- _SET TASK_
Edit the data from the line containing "outline distant building" through the end, replacing "distant building" with "far-off building" and leaving everything else unchanged.
----- EXERCISE DATA -----
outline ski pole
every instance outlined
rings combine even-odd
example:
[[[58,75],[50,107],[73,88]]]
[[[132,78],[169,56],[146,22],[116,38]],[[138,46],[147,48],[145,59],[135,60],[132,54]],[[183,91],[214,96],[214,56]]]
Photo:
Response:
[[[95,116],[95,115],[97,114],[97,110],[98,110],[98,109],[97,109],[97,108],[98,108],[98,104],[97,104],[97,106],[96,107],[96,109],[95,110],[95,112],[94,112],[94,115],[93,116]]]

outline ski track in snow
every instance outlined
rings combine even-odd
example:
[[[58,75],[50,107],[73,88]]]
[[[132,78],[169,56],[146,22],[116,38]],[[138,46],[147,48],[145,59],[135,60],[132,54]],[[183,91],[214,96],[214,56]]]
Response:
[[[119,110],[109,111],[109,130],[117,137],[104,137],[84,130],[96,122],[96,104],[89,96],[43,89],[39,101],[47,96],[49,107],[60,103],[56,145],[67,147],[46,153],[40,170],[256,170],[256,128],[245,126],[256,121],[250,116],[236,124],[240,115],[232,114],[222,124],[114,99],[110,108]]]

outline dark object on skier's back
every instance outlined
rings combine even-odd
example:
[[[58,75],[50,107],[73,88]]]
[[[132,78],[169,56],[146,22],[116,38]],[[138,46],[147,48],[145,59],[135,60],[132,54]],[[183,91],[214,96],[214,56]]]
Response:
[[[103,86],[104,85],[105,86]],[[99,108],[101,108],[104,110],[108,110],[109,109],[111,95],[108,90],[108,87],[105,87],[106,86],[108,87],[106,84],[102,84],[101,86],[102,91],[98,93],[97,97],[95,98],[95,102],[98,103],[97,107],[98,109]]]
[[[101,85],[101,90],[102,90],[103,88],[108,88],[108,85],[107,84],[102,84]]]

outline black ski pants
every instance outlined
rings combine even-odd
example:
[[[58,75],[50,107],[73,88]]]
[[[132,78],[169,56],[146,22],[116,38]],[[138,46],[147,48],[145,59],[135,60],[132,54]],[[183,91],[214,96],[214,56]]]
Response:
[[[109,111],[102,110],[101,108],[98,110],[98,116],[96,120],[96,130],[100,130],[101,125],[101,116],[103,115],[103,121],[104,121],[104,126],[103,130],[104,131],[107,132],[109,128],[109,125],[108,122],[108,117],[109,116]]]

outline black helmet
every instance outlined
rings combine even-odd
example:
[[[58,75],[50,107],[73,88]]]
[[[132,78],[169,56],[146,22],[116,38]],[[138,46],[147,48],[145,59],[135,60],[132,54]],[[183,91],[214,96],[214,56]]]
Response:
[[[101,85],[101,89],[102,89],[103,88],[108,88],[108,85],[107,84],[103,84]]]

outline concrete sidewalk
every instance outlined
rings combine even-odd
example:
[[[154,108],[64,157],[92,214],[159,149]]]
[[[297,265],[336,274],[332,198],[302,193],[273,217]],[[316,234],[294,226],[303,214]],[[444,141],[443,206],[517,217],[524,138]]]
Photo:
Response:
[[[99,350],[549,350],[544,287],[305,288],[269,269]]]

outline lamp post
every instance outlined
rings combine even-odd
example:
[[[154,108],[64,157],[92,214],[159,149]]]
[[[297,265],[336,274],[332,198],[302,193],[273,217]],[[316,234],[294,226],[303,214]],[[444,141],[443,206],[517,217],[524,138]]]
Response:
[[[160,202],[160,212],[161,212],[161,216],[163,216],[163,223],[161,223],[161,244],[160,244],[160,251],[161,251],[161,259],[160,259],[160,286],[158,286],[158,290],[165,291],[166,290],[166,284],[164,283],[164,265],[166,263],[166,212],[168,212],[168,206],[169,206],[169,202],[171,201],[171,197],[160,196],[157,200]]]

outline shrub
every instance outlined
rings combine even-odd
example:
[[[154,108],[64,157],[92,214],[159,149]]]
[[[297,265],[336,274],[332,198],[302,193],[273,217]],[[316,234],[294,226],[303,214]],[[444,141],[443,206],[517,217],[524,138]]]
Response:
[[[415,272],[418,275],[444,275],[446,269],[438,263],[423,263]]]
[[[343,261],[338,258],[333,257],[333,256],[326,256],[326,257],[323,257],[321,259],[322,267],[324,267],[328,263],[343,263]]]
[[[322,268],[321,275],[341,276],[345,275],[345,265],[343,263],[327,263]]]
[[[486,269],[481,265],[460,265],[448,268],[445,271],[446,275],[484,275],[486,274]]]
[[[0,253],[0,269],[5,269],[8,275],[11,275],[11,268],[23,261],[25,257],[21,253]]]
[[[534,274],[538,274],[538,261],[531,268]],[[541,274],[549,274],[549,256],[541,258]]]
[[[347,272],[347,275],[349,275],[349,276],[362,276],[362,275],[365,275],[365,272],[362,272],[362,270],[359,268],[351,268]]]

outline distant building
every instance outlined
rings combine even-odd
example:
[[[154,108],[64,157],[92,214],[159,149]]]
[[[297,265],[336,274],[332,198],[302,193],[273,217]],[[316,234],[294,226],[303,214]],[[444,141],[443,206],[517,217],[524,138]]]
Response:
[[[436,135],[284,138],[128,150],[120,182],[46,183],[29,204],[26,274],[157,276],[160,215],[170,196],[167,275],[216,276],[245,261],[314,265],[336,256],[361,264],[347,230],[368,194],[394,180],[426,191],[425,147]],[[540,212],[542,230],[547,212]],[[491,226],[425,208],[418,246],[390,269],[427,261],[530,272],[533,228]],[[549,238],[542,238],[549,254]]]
-----
- _FULL ANSWER_
outline far-off building
every instance outlined
rings combine even-odd
example:
[[[154,108],[64,157],[92,214],[159,149]]]
[[[297,265],[336,274],[332,198],[302,193],[273,217]],[[316,234],[294,226],[303,214]],[[444,141],[443,206],[517,217],[524,138]]]
Response:
[[[436,135],[284,138],[128,150],[120,182],[46,183],[29,204],[26,274],[157,276],[160,215],[170,196],[167,275],[216,276],[245,261],[314,265],[336,256],[361,264],[347,230],[368,194],[394,180],[426,191],[425,147]],[[540,212],[542,230],[547,212]],[[491,226],[425,208],[418,246],[390,269],[427,261],[530,272],[533,228]],[[549,238],[542,238],[549,254]]]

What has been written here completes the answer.